### Supplied passage

··········

# share your Cardboard box cat condos!



## twokittyz (May 7, 2010)

So I made a cardboard box cat condo. I will be adding more boxes to go higher when new boxes come in! :kittyturn
Anyone else use regular boxes to make a kitty playground?


----------



## swimkris (Jul 17, 2010)

too cute! I used soda boxes & compartmentalized moving boxes from my mom's law firm when I first got my kitten. I would hide little mice and other toys throughout for her to discover. The boxes got to be too much in my kitchen, especially since my kitten is too smart for her own good (she started moving boxes to other rooms for use as a step-stool, or to hide under the table with & attack mommy when she walks by...lol). My new plan is to build a "kitty play-place" McDonald's style with the Kitty City components. Those I know she can't take apart


----------



## swimkris (Jul 17, 2010)

Oh, and by the way, you have VERY pretty cats


----------



## twokittyz (May 7, 2010)

Thanks! Yuki, the Lynx point is half the age of Kylie and yet she is the same size. Though her head is small and neck is short, she looks like a Cheetah more than a cat, it's weird. I used to just cut holes in them and leave them in the kitchen too, but Yuki loves to dive into them and they both move the boxes around. I use the 24 soda can boxes too. 
This condo is stuck together with hot glue and tape. It's too hot now-a-days because of summer, so they are very lazy cats until a cold day shows up. They lay around in the 'dead cat' position, lol. Kylie knows how to pry open the door to the basement. ^.^
But Yuki is a crazed hunter, always wanting to catch something.


----------



## Mitts & Tess (Sep 4, 2004)

Great job. Very creative! Lovely kitties too!

Ive only done the one huge box and cut different shape holes in it for them to run thru and play in.


----------



## paperbacknovel (Jun 9, 2010)

I should start doing that! Very clever idea---and your cats are INCREDIBLY beautiful, I might add. :luv


----------



## madie (Apr 20, 2010)

secuono, so now your cats will slowly take over the living room. LOL.

··········

### Exercise
Answer these about the cat condo thread:
1. What holds twokittyz's cardboard condo together?
2. What components does swimkris plan to use to build a "kitty play-place"?
3. What did Mitts & Tess cut into their one huge box?

··········

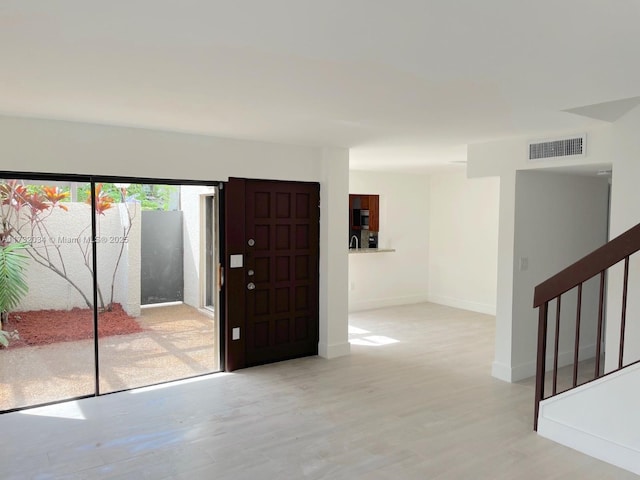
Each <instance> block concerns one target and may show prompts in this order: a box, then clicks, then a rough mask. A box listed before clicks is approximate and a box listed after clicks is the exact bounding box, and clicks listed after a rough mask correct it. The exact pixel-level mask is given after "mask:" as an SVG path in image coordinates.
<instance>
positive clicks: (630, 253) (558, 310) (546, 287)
mask: <svg viewBox="0 0 640 480" xmlns="http://www.w3.org/2000/svg"><path fill="white" fill-rule="evenodd" d="M638 251H640V224H638V225H636V226H635V227H633V228H631V229H629V230H627V231H626V232H624V233H623V234H621V235H619V236H618V237H616V238H614V239H613V240H611V241H609V242H608V243H607V244H605V245H604V246H602V247H600V248H598V249H597V250H595V251H593V252H592V253H590V254H589V255H586V256H585V257H583V258H581V259H580V260H578V261H577V262H576V263H574V264H573V265H571V266H569V267H567V268H565V269H564V270H562V271H561V272H559V273H557V274H556V275H554V276H553V277H551V278H549V279H548V280H546V281H544V282H542V283H541V284H539V285H538V286H537V287H536V288H535V291H534V295H533V306H534V308H539V317H538V351H537V362H536V392H535V414H534V415H535V416H534V429H536V430H537V428H538V415H539V412H540V402H541V401H542V400H545V399H547V398H549V397H553V396H555V395H557V394H558V393H561V392H558V368H559V367H560V365H559V357H560V352H559V344H560V323H561V309H562V301H561V300H562V295H564V294H565V293H567V292H569V291H570V290H573V289H574V288H576V287H577V304H576V316H575V337H574V348H573V375H572V382H571V385H572V386H571V387H569V389H568V390H571V389H572V388H576V386H578V364H579V360H580V358H579V353H580V332H581V327H582V326H581V321H582V293H583V292H582V290H583V285H584V283H585V282H587V281H588V280H590V279H592V278H595V277H599V280H600V282H599V283H600V288H599V294H598V315H597V325H596V352H595V359H594V360H595V362H594V363H595V366H594V372H593V378H592V379H591V380H587V381H593V380H595V379H597V378H600V377H602V376H603V375H605V374H604V372H603V371H602V369H601V356H602V355H601V354H602V338H603V327H604V321H605V318H604V317H605V291H606V282H607V270H608V269H609V268H611V267H613V266H614V265H616V264H618V263H619V262H622V261H624V273H623V280H622V312H621V318H620V346H619V349H618V352H617V353H618V368H617V369H618V370H620V369H622V368H626V367H628V366H629V365H632V364H635V363H639V362H640V360H637V361H635V362H632V363H628V364H627V365H625V364H624V344H625V331H626V324H627V297H628V286H629V257H630V256H631V255H633V254H634V253H636V252H638ZM551 301H555V307H556V308H555V325H554V326H555V328H554V330H552V331H551V333H553V334H554V343H553V352H552V358H553V367H552V369H551V370H552V371H553V378H552V382H551V394H550V395H549V396H547V395H545V374H546V368H545V367H546V356H547V331H548V330H549V329H548V321H549V320H548V318H547V317H548V313H549V302H551ZM565 321H566V319H564V320H562V322H565ZM609 353H611V354H614V353H616V352H609ZM614 371H616V370H614ZM610 373H613V371H612V372H608V373H607V375H608V374H610ZM564 391H567V390H564Z"/></svg>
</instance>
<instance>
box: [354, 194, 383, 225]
mask: <svg viewBox="0 0 640 480" xmlns="http://www.w3.org/2000/svg"><path fill="white" fill-rule="evenodd" d="M349 228H350V229H351V230H369V231H371V232H378V231H380V196H379V195H363V194H350V195H349Z"/></svg>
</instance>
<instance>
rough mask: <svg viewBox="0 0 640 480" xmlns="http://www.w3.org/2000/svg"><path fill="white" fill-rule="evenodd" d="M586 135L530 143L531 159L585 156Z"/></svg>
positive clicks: (529, 159) (542, 159)
mask: <svg viewBox="0 0 640 480" xmlns="http://www.w3.org/2000/svg"><path fill="white" fill-rule="evenodd" d="M585 151H586V135H581V136H579V137H573V138H563V139H561V140H548V141H544V142H537V143H530V144H529V160H543V159H546V158H558V157H576V156H577V157H579V156H584V154H585Z"/></svg>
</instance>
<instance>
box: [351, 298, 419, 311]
mask: <svg viewBox="0 0 640 480" xmlns="http://www.w3.org/2000/svg"><path fill="white" fill-rule="evenodd" d="M428 301H429V299H428V297H427V295H409V296H406V297H389V298H376V299H370V300H361V301H358V302H351V301H350V302H349V312H360V311H362V310H374V309H376V308H384V307H395V306H397V305H412V304H414V303H425V302H428Z"/></svg>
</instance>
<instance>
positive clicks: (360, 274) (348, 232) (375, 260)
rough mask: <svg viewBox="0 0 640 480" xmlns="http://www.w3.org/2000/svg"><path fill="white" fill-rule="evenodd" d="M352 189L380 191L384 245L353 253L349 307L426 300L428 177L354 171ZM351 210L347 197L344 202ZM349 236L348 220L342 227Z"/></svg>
mask: <svg viewBox="0 0 640 480" xmlns="http://www.w3.org/2000/svg"><path fill="white" fill-rule="evenodd" d="M349 192H350V193H353V194H374V195H380V232H379V234H378V242H379V243H378V247H379V248H393V249H395V250H396V251H395V252H389V253H371V254H363V253H353V254H350V255H349V310H350V311H357V310H364V309H370V308H379V307H385V306H390V305H402V304H408V303H419V302H425V301H427V299H428V295H427V291H428V275H429V177H428V176H426V175H409V174H390V173H377V172H362V171H351V172H350V173H349ZM343 208H344V211H345V213H346V214H347V215H348V210H349V209H348V201H347V203H345V204H344V207H343ZM341 233H342V245H343V248H344V249H345V250H346V249H347V247H348V240H349V238H348V237H349V221H348V219H347V220H345V223H344V226H343V227H342V228H341Z"/></svg>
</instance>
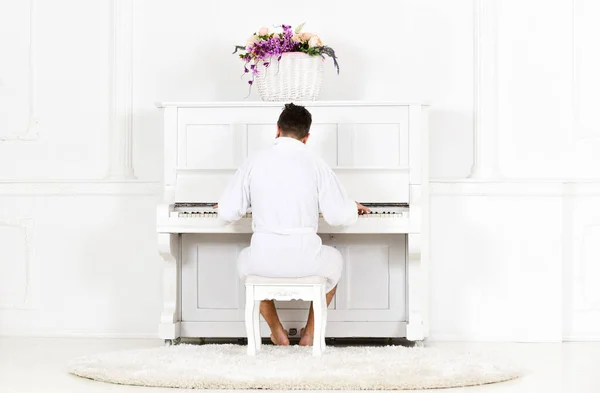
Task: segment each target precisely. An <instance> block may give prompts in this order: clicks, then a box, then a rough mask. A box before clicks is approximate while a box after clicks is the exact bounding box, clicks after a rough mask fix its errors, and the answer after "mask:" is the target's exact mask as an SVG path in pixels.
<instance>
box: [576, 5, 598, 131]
mask: <svg viewBox="0 0 600 393" xmlns="http://www.w3.org/2000/svg"><path fill="white" fill-rule="evenodd" d="M599 16H600V4H598V2H597V1H595V0H573V20H572V24H573V117H574V120H573V128H574V132H575V135H576V136H577V138H579V139H582V140H585V139H590V138H592V139H596V138H600V122H598V119H597V107H598V105H600V99H598V98H597V94H596V92H597V91H598V89H600V77H599V76H598V72H597V70H598V67H600V57H599V56H597V55H596V53H597V50H596V46H595V45H592V46H590V45H589V44H590V42H588V45H587V47H586V45H585V42H584V40H585V38H588V39H590V38H591V39H592V41H594V38H593V37H596V36H597V35H598V34H600V28H599V27H597V26H598V24H597V20H598V17H599ZM586 49H587V54H588V55H589V51H592V52H593V53H594V56H593V57H592V56H586ZM583 64H586V65H587V66H586V68H585V70H582V68H583ZM582 78H583V79H585V83H583V85H584V86H586V88H587V89H591V91H593V94H588V96H587V98H588V99H590V97H594V98H595V102H592V103H590V104H588V105H587V106H585V107H584V108H582V105H581V104H582V103H581V95H582ZM589 78H592V80H590V79H589ZM582 111H584V113H585V114H587V116H583V117H584V118H585V119H586V120H588V121H589V120H590V118H593V119H594V121H595V123H593V124H592V125H586V124H583V120H582Z"/></svg>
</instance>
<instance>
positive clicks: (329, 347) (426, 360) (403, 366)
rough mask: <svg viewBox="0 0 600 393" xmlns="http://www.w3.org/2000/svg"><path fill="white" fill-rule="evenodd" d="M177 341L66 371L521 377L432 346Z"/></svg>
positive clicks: (295, 388)
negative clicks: (321, 354)
mask: <svg viewBox="0 0 600 393" xmlns="http://www.w3.org/2000/svg"><path fill="white" fill-rule="evenodd" d="M262 348H263V350H262V352H260V353H259V354H258V355H257V356H256V357H249V356H246V347H245V346H240V345H233V344H220V345H219V344H212V345H185V344H182V345H177V346H171V347H159V348H150V349H137V350H127V351H118V352H110V353H105V354H100V355H94V356H86V357H81V358H78V359H74V360H73V361H71V363H70V364H69V372H70V373H72V374H75V375H78V376H81V377H85V378H90V379H95V380H98V381H104V382H112V383H117V384H126V385H141V386H157V387H173V388H199V389H278V390H293V389H302V390H334V389H335V390H340V389H343V390H399V389H433V388H448V387H458V386H471V385H482V384H487V383H494V382H501V381H507V380H510V379H514V378H517V377H518V376H519V374H518V372H517V371H516V370H513V369H511V368H510V367H506V366H498V365H495V364H494V363H492V362H490V360H489V359H486V358H485V357H481V356H477V355H474V354H469V353H454V352H445V351H440V350H436V349H432V348H407V347H401V346H387V347H332V346H329V347H327V349H326V351H325V352H324V353H323V355H322V357H320V358H318V357H313V356H312V355H311V352H310V348H306V347H299V346H297V345H294V346H289V347H275V346H271V345H263V347H262Z"/></svg>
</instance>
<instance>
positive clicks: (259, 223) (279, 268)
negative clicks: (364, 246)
mask: <svg viewBox="0 0 600 393" xmlns="http://www.w3.org/2000/svg"><path fill="white" fill-rule="evenodd" d="M249 206H252V229H253V232H254V234H253V235H252V240H251V242H250V247H248V248H246V249H244V250H243V251H242V252H241V253H240V256H239V258H238V271H239V275H240V277H241V278H243V277H245V276H246V275H250V274H255V275H260V276H264V277H305V276H311V275H318V276H322V277H326V278H327V281H328V285H327V291H330V290H331V289H332V288H333V287H334V286H336V285H337V283H338V281H339V279H340V276H341V274H342V256H341V254H340V252H339V251H338V250H337V249H335V248H333V247H329V246H324V245H322V244H321V238H320V237H319V236H318V235H317V227H318V223H319V211H321V213H322V214H323V218H324V219H325V221H327V223H328V224H330V225H352V224H354V223H355V222H356V220H357V218H358V210H357V206H356V202H355V201H354V200H352V199H350V198H349V197H348V195H347V193H346V192H345V190H344V188H343V187H342V185H341V184H340V182H339V180H338V179H337V177H336V176H335V173H334V172H333V171H332V170H331V168H329V167H328V166H327V164H326V163H325V162H324V161H323V160H322V159H320V158H319V157H317V156H316V155H314V154H313V153H312V152H311V151H310V149H309V148H308V147H307V146H306V145H305V144H303V143H302V142H300V141H299V140H296V139H294V138H288V137H279V138H276V139H275V141H274V144H273V146H271V147H270V148H267V149H265V150H263V151H261V152H259V153H258V154H256V155H255V156H254V157H253V158H250V159H248V160H246V162H245V163H244V164H243V165H242V167H240V168H239V169H238V171H237V172H236V174H235V176H234V178H233V179H232V180H231V181H230V183H229V185H228V186H227V189H226V191H225V193H224V194H223V196H222V197H221V200H219V218H220V219H222V220H225V221H230V222H231V221H237V220H239V219H240V218H241V217H242V216H243V215H244V214H246V211H247V209H248V207H249Z"/></svg>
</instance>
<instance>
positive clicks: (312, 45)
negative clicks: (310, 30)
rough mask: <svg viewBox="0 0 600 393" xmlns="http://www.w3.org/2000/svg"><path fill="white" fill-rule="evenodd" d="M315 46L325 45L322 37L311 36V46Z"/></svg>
mask: <svg viewBox="0 0 600 393" xmlns="http://www.w3.org/2000/svg"><path fill="white" fill-rule="evenodd" d="M315 46H323V41H321V39H320V38H319V37H318V36H316V35H314V36H312V37H310V39H309V40H308V47H309V48H313V47H315Z"/></svg>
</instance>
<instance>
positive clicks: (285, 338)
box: [271, 328, 290, 345]
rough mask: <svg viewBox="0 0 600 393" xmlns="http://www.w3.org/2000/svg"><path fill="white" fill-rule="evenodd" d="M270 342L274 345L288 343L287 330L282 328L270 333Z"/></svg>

··········

### Task response
1. Hot glue and tape.
2. The Kitty City components.
3. Holes of different shapes.